**Objective**
Output the material below in full, exactly as it is.

──────────

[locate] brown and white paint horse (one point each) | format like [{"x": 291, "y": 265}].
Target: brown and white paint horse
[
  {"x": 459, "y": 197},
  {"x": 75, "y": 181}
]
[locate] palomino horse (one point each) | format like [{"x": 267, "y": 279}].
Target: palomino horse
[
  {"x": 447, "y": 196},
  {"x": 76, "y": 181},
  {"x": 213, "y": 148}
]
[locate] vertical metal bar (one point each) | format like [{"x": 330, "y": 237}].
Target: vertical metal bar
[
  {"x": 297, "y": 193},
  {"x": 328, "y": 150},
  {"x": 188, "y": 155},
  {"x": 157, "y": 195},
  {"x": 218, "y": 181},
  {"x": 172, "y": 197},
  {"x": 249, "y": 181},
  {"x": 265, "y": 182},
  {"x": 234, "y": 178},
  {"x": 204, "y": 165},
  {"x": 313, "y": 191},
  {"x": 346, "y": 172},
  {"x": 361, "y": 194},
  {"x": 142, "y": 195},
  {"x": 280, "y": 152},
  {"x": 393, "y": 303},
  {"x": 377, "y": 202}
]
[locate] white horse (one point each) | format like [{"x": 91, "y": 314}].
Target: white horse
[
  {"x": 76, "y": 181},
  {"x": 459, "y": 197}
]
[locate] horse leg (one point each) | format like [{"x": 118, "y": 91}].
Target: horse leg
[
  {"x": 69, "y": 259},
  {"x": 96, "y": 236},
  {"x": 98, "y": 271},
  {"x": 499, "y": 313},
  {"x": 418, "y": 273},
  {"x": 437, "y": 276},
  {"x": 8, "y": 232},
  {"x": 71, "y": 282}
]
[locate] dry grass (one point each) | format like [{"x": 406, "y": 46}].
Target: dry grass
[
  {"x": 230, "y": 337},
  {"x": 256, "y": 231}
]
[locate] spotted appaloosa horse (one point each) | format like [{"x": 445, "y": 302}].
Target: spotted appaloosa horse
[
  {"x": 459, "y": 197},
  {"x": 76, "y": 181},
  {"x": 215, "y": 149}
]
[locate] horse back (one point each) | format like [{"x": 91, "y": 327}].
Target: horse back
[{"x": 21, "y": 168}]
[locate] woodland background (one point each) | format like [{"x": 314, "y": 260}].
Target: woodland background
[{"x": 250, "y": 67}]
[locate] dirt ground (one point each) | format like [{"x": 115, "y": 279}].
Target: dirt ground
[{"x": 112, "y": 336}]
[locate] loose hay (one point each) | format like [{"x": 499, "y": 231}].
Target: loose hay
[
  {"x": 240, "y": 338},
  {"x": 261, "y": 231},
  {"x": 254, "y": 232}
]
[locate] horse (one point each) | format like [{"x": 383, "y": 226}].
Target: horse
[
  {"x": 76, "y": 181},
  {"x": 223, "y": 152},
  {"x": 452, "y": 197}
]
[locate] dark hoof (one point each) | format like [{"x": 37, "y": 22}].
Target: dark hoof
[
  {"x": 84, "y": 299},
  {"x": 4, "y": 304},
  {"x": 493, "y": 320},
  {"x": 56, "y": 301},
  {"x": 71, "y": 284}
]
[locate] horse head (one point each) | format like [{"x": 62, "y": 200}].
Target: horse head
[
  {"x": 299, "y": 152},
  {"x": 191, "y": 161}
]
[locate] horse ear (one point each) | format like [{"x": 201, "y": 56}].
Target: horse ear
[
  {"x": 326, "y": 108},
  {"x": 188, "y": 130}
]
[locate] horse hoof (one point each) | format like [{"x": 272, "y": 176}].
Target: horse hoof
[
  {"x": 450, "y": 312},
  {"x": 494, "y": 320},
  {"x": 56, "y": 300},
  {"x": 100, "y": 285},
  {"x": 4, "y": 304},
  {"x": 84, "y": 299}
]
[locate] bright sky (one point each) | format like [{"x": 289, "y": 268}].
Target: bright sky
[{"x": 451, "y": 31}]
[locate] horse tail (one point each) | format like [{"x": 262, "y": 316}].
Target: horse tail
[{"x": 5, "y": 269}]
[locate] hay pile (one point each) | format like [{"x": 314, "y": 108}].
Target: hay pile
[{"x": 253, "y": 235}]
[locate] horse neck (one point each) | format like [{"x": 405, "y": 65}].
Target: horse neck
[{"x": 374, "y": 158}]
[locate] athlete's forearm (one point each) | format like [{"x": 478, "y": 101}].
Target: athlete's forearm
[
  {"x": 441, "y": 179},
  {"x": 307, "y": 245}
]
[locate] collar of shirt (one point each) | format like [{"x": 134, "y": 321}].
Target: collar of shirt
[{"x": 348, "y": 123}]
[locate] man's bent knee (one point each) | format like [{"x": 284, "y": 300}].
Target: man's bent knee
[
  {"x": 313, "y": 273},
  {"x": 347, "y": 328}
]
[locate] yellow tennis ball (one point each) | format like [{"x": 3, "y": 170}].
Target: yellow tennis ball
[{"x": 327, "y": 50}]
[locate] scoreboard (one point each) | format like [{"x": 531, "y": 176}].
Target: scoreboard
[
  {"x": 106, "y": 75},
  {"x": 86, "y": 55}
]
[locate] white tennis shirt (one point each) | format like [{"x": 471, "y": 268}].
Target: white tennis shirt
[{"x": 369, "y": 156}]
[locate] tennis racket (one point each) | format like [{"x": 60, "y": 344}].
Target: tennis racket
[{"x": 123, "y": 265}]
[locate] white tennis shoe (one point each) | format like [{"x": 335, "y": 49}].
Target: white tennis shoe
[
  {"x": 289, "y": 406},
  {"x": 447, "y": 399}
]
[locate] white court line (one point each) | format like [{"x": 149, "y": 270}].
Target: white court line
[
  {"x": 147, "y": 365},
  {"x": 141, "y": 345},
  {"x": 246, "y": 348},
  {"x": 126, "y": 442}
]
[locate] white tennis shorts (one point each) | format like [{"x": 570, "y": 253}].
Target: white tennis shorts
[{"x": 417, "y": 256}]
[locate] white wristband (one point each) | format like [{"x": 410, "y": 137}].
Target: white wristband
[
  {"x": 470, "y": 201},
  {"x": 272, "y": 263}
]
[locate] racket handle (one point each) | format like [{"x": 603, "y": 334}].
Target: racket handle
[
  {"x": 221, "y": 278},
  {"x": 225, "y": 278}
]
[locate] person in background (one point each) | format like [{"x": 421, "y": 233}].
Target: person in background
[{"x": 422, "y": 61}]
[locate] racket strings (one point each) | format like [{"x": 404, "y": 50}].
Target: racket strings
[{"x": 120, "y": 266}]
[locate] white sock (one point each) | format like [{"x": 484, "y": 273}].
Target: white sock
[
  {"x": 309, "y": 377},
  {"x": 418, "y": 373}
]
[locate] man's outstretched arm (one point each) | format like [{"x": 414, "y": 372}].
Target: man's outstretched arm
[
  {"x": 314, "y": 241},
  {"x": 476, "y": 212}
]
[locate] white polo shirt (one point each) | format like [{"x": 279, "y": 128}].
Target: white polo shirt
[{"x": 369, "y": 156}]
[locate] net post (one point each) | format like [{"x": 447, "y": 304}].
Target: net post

──────────

**Complete answer**
[locate] brown and white paint horse (one point each) | format like [{"x": 291, "y": 265}].
Target: brown and white paint horse
[
  {"x": 459, "y": 197},
  {"x": 75, "y": 181}
]
[locate] palomino horse (one point each) | format like [{"x": 267, "y": 279}].
Target: palomino horse
[
  {"x": 447, "y": 196},
  {"x": 76, "y": 181},
  {"x": 213, "y": 148}
]
[locate] vertical metal bar (one point each) | format like [{"x": 330, "y": 237}].
Target: vertical metal bar
[
  {"x": 297, "y": 193},
  {"x": 328, "y": 150},
  {"x": 188, "y": 155},
  {"x": 157, "y": 195},
  {"x": 218, "y": 181},
  {"x": 172, "y": 197},
  {"x": 249, "y": 181},
  {"x": 265, "y": 182},
  {"x": 234, "y": 178},
  {"x": 204, "y": 165},
  {"x": 313, "y": 191},
  {"x": 346, "y": 172},
  {"x": 361, "y": 194},
  {"x": 142, "y": 195},
  {"x": 280, "y": 152},
  {"x": 393, "y": 303},
  {"x": 377, "y": 202}
]
[locate] white horse (one point each) | format like [{"x": 91, "y": 314}].
Target: white horse
[
  {"x": 76, "y": 181},
  {"x": 459, "y": 197}
]
[locate] horse leg (one point each) | format like [{"x": 118, "y": 91}].
Target: horse leg
[
  {"x": 69, "y": 259},
  {"x": 96, "y": 236},
  {"x": 98, "y": 271},
  {"x": 499, "y": 313},
  {"x": 418, "y": 273},
  {"x": 437, "y": 276},
  {"x": 8, "y": 232},
  {"x": 71, "y": 282}
]
[locate] dry grass (one point each) | format like [{"x": 406, "y": 46}].
Target: dry grass
[
  {"x": 230, "y": 337},
  {"x": 256, "y": 231}
]
[locate] spotted appaloosa horse (one point each) | format like [{"x": 445, "y": 302}].
Target: spotted appaloosa horse
[
  {"x": 459, "y": 197},
  {"x": 76, "y": 181},
  {"x": 215, "y": 149}
]
[locate] horse back (one point each) | format like [{"x": 91, "y": 327}].
Target: horse back
[{"x": 21, "y": 168}]
[locate] woodland background (one point each) | format like [{"x": 314, "y": 260}].
Target: woodland background
[{"x": 250, "y": 67}]
[locate] dirt ground (one point each) | format like [{"x": 115, "y": 279}].
Target: dirt ground
[{"x": 112, "y": 336}]
[locate] loose hay (one point each) | format like [{"x": 499, "y": 231}].
Target: loose hay
[
  {"x": 240, "y": 338},
  {"x": 261, "y": 231},
  {"x": 254, "y": 232}
]
[locate] horse (one point each) | format like [{"x": 383, "y": 226}].
Target: horse
[
  {"x": 76, "y": 181},
  {"x": 223, "y": 152},
  {"x": 452, "y": 197}
]
[locate] dark hoof (one point each) | format like [{"x": 37, "y": 22}].
Target: dark hoof
[
  {"x": 84, "y": 299},
  {"x": 4, "y": 304},
  {"x": 493, "y": 320},
  {"x": 56, "y": 301},
  {"x": 71, "y": 284}
]
[locate] horse head (one point each) | format like [{"x": 62, "y": 200}].
Target: horse head
[
  {"x": 299, "y": 152},
  {"x": 191, "y": 161}
]
[locate] horse ear (one point each) | format like [{"x": 201, "y": 56}].
Target: horse ear
[
  {"x": 326, "y": 108},
  {"x": 188, "y": 130}
]
[locate] horse hoof (one point each) | format like [{"x": 272, "y": 176}].
Target: horse hoof
[
  {"x": 450, "y": 312},
  {"x": 494, "y": 320},
  {"x": 56, "y": 300},
  {"x": 100, "y": 285},
  {"x": 4, "y": 304},
  {"x": 84, "y": 299}
]
[locate] bright sky (one point each) | format like [{"x": 289, "y": 268}].
Target: bright sky
[{"x": 451, "y": 31}]
[locate] horse tail (one point each) | format like [{"x": 262, "y": 316}].
Target: horse tail
[{"x": 5, "y": 269}]
[locate] hay pile (one point each) | format like [{"x": 314, "y": 108}].
Target: hay pile
[{"x": 253, "y": 235}]
[locate] horse neck (one point each) | format like [{"x": 405, "y": 65}].
Target: horse neck
[{"x": 374, "y": 158}]
[locate] athlete's forearm (one point each) | format like [{"x": 478, "y": 101}].
Target: athlete's forearm
[
  {"x": 441, "y": 179},
  {"x": 307, "y": 245}
]
[locate] collar of shirt (one point each) | format like [{"x": 134, "y": 321}].
Target: collar of shirt
[{"x": 348, "y": 123}]
[locate] man's bent knee (one point each) | format like [{"x": 284, "y": 300}].
Target: man's bent knee
[
  {"x": 313, "y": 273},
  {"x": 347, "y": 328}
]
[locate] yellow tennis ball (one point each) | format like [{"x": 3, "y": 170}].
Target: yellow tennis ball
[{"x": 327, "y": 50}]
[locate] scoreboard (one point each) | format like [{"x": 531, "y": 176}].
Target: scoreboard
[
  {"x": 106, "y": 75},
  {"x": 86, "y": 55}
]
[locate] white tennis shirt (one point each) | format like [{"x": 471, "y": 268}].
Target: white tennis shirt
[{"x": 369, "y": 156}]
[locate] tennis racket (one point each) | format like [{"x": 60, "y": 344}].
Target: tennis racket
[{"x": 123, "y": 265}]
[locate] white tennis shoe (one point each) | format like [{"x": 335, "y": 49}].
Target: white tennis shoe
[
  {"x": 289, "y": 406},
  {"x": 447, "y": 399}
]
[locate] white court line (one point each) | format like [{"x": 149, "y": 270}].
Target: white court line
[
  {"x": 147, "y": 365},
  {"x": 141, "y": 345},
  {"x": 246, "y": 348},
  {"x": 126, "y": 442}
]
[locate] white tennis shorts (one point each) | format like [{"x": 570, "y": 253}].
Target: white tennis shorts
[{"x": 417, "y": 256}]
[locate] white wristband (one point each) | format like [{"x": 410, "y": 137}].
Target: white wristband
[
  {"x": 470, "y": 201},
  {"x": 272, "y": 263}
]
[locate] racket handle (one point each) | format like [{"x": 603, "y": 334}].
Target: racket handle
[
  {"x": 221, "y": 278},
  {"x": 225, "y": 278}
]
[locate] person in background (one point each) | format like [{"x": 421, "y": 233}].
Target: person in background
[{"x": 422, "y": 61}]
[locate] racket strings (one point each) | format like [{"x": 404, "y": 50}].
Target: racket strings
[{"x": 120, "y": 266}]
[locate] white sock (one point each) | format like [{"x": 484, "y": 273}].
Target: white sock
[
  {"x": 309, "y": 377},
  {"x": 418, "y": 373}
]
[locate] man's outstretched arm (one point each) | format like [{"x": 414, "y": 372}].
Target: man's outstretched arm
[
  {"x": 314, "y": 241},
  {"x": 476, "y": 212}
]
[locate] white polo shirt (one point each) | format like [{"x": 279, "y": 128}].
Target: white polo shirt
[{"x": 369, "y": 156}]
[locate] net post (one point each) | format like [{"x": 447, "y": 304}].
Target: net post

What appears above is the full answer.